#### ИСХОДНЫЙ ТЕКСТ
Кто в этом заинтересован -  http://proza.ru/2019/11/02/196


По результатам Бреттон-Вудской конференции начала действовать новая валютная система, основанная на фиксированном золотом паритете доллара США (35 долларов = 1 тройской унции золота). Она действовала до начала 1970-х годов. Летом 1971 года США отказались от выполнения своих обязательств потому что доллар перестал иметь соответствующее золотое обеспечение, т.е превратился в «зеленую резаную бумагу».

После Второй мировой войны доллары хлынули в истощенную Европу. На долларах красовалась гордая надпись: "обменивается на золото по первому требованию!"  4 февраля 1965 года в зале Елисейского дворца, на традиционном брифинге перед журналистами. Президент де Голль спокойно и медленно зачитал :
"... Трудно представить себе, чтобы мог быть какой-то иной стандарт, кроме золота. Да, золото не меняет своей природы: оно может быть в слитках, брусках, монетах; оно не имеет национальности, оно издавна и всем миром принимается за неизменную ценность."
На встрече с президентом США Линдоном Джонсоном, генерал де Голль сообщил, что намерен обменять 1.5 миллиарда бумажных долларов на золото по официальному курсу: 35 долларов за унцию. Вскоре Джонсону доложили, что французский корабль, груженный "зелеными фантиками", находится в нью-йоркском порту, а в аэропорту приземлился французский самолет с таким же "багажом". Джонсон пообещал президенту Франции серьезные проблемы... Но Де Голь не испугался, меньше чем через полгода последовал ещё один шаг де Голля для освобождения Франции - Франция официально заявила о выходе из военной организации НАТО.  Мотивируя свое решение, Ш. де Голль заявил, что политика, проводимая в рамках НАТО, противоречит интересам Франции и может привести к автоматическому вовлечению ее в конфликты. Шарль де Голль добился от США вывода с французской территории всех военных штабов НАТО. Все французские вооруженные силы были подчинены национальному командованию с 1 июля 1966 г., а с 6 октября 1966 г. представители Франции покинули постоянный комитет НАТО. Когда президенту Франции Шарль де Голлю удалось выдворить НАТО из Франции и европейская штаб-квартира военного альянса была вынуждена переехать из Парижа в Брюссель.
########
#### ЗАПИСИ ДАННЫХ
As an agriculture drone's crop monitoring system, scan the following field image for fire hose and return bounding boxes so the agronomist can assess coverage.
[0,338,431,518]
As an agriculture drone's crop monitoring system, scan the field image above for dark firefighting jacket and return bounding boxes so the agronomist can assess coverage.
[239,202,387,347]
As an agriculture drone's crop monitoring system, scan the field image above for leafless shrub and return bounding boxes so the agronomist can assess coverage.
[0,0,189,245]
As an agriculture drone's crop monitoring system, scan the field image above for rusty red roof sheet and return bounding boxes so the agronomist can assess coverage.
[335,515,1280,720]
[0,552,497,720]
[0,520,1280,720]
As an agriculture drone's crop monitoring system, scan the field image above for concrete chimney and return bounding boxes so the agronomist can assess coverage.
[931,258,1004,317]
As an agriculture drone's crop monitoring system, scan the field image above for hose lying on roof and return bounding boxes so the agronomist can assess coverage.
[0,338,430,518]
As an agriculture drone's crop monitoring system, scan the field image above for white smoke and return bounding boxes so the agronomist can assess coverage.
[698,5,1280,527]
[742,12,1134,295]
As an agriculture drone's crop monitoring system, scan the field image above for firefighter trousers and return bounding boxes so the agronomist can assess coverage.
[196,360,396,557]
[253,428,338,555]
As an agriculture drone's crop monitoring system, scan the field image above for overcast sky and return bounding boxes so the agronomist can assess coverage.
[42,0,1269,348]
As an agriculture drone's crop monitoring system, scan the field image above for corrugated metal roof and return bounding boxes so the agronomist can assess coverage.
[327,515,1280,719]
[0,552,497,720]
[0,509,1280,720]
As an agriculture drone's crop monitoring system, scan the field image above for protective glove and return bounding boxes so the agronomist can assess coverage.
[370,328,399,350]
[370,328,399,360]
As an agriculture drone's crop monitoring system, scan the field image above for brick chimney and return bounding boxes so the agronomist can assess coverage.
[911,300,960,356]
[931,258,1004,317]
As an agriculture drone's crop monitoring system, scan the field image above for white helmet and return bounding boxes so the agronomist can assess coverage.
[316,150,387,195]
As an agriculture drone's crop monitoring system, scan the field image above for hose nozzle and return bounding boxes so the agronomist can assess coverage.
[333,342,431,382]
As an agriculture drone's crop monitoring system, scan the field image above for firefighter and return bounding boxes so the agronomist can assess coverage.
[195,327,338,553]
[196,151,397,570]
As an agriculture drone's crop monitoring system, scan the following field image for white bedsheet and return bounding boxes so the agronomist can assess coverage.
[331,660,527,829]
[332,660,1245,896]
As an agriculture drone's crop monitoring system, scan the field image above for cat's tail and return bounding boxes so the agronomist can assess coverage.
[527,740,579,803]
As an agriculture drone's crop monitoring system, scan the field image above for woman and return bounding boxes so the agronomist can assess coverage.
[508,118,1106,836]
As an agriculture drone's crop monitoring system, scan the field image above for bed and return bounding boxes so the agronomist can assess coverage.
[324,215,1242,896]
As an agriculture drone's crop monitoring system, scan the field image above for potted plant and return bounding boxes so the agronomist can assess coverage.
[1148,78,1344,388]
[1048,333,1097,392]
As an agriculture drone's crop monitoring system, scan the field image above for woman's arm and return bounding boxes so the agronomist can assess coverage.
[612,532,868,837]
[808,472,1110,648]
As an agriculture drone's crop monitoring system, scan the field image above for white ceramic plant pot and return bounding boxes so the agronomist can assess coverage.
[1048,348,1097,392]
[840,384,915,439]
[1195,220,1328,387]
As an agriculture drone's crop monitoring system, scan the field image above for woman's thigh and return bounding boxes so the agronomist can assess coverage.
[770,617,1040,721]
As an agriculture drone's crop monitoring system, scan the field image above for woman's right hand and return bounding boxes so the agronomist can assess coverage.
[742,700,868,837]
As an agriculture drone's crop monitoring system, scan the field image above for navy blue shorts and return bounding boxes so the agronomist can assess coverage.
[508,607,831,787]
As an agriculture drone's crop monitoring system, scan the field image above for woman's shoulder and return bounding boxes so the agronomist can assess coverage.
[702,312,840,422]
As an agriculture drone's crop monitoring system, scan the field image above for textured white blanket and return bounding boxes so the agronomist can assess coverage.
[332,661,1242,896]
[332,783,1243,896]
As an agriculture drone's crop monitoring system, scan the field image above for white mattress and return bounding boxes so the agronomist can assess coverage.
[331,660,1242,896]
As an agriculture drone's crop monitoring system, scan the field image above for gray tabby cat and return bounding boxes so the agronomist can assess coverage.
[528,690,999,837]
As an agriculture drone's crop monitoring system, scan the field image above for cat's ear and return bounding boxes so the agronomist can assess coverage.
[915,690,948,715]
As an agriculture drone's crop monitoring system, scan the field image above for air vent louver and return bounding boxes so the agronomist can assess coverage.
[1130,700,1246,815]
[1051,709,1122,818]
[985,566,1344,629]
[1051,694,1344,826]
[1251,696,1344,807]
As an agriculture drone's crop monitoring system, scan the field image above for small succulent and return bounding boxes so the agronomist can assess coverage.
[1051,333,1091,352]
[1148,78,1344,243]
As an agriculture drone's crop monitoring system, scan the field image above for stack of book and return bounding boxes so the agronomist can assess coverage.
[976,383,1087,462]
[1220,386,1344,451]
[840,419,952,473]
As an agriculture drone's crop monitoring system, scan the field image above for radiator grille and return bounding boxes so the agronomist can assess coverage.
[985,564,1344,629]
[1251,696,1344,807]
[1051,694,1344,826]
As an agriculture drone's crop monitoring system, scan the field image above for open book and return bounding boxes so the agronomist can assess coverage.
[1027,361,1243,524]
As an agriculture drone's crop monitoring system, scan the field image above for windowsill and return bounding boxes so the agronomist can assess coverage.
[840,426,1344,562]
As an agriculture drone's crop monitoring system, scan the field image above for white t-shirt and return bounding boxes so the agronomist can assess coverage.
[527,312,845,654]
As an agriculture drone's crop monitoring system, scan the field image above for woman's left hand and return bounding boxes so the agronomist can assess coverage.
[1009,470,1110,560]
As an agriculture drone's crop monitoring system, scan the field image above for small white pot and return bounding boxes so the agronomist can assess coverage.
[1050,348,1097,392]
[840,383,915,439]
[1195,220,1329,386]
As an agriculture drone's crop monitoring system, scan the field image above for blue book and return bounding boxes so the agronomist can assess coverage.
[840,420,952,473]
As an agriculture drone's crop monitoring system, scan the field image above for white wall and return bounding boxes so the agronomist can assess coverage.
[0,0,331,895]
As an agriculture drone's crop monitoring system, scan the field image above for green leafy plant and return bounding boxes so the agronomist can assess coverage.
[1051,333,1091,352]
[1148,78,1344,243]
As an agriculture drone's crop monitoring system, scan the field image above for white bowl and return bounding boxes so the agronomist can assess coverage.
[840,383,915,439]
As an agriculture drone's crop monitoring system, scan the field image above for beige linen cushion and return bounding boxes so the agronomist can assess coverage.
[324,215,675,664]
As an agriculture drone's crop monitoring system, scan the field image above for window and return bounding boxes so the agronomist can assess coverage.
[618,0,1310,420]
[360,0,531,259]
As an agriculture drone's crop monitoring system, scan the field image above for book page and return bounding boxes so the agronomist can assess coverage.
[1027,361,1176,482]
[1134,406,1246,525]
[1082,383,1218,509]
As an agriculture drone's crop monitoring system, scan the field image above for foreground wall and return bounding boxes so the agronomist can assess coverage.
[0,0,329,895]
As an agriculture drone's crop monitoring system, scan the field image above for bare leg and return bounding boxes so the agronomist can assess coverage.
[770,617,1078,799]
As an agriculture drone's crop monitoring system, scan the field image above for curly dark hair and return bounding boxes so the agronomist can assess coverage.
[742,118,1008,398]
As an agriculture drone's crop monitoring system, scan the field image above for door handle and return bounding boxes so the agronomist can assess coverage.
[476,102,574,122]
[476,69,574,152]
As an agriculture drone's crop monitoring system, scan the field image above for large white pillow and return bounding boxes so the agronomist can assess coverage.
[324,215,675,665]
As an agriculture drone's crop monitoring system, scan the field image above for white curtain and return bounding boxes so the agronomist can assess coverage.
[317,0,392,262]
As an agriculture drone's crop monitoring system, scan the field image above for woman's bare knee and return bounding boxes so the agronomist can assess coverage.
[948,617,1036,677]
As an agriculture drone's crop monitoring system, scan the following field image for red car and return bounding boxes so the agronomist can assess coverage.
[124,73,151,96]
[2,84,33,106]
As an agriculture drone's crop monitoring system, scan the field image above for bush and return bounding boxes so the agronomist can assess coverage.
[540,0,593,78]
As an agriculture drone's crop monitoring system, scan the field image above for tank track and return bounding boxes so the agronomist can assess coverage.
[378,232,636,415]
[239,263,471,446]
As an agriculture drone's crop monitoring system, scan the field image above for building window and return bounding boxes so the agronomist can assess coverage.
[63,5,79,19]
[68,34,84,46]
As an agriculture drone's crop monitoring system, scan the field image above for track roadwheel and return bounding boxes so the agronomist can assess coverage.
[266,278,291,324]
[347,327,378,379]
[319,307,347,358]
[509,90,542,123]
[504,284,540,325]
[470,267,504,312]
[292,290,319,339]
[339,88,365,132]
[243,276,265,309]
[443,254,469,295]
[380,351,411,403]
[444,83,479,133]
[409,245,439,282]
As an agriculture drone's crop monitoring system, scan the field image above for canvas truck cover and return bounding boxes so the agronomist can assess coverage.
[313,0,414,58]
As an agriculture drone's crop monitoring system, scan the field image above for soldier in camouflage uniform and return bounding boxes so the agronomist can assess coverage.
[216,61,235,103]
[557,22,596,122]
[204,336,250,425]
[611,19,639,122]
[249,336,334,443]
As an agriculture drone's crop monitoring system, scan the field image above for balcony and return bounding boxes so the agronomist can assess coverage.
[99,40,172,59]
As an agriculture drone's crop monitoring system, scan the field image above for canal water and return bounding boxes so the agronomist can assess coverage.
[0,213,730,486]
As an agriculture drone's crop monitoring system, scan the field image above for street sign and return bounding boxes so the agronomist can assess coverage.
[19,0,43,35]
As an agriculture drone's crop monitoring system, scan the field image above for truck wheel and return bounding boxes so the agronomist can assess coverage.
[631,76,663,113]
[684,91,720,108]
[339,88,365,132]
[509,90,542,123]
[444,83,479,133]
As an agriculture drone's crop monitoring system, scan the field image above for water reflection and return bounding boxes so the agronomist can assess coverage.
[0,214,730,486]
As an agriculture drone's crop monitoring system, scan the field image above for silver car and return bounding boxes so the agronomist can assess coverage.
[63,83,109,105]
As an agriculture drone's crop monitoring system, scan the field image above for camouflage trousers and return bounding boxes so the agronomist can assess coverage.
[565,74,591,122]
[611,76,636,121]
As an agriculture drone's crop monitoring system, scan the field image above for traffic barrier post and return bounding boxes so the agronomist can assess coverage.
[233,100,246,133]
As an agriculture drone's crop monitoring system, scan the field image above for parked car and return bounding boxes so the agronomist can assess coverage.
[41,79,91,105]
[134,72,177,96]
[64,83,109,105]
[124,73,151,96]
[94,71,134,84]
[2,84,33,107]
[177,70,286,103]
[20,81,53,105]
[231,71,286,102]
########
» **ЧТО СДЕЛАТЬ**
a - Какую сумму в бумажных долларах, согласно тексту о де Голле и долларе, генерал намеревался обменять на золото?
b - Пожалуйста, продолжите текст о де Голле и долларе после его последнего предложения.

» **ОТВЕТЫ**
a - 1,5 миллиарда долларов.

b -
Но подконтрольный США Брюсель (за дирижёрским пультом пока что Йенс Столтенберг) не может гаррантировать привычного доминирования доллара США. Поэтому введены в игру новые структуры. Впрочем скроенные по уже опобованным лекалам, ведь Комитет по планированию и проведению секретных операций (CCWU) начал действовать уже в 1947 году - по информации немецкой прессы, «миссии секретных армий координировались «частями особого назначения» из строго засекреченных отделов штаб-квартиры НАТО в Касто. Этот отдел частей особого назначения возглавлялся (и возглавляется до сих пор) исключительно британскими или американскими офицерами.

  Нужно отметить любопытный факт: все современные политические деятели Европы имели опыт употребления наркотиков на общественных мероприятиях, и это их "роднит" - эта практика своего рода пропуск в большую политику.
  И это практикуется сегодня. Так получали свой политический мандат Турчинов, Ярош, Поршенко. Главный транзит зелья идёт из Афганистана - с приходом НАТО и началом американской "миротворческой" операции в Афганистане, и из Африки, с приходом в Ливию. Вот делается полтика в больших, можно сказать ПРОМЫШЛЕННЫХ  масштабах!

Великобритания согласно данным исследовательской организации "Центра социальной справедливости", на сегодняшний день — самая алко- и наркозависимая европейская страна - наследие коллониализма, употребление наркотиков было широко распространено в викторианскую эпоху. Полиция расписавшись в собственной беспомощности выдаёт героин для наркоманов в городе Durham... в целях снижения преступности.

  По поводу снижения преступности - это не входило в план Юнга:

В конце 1920-х годов американцам с помощью Лиги Наций (финансирование т.н. «плана Юнга» через создание Банка международных расчетов) удалось заполучить под свой контроль оказавшийся бесхозным после убийства Николая Второва швейцарский траст.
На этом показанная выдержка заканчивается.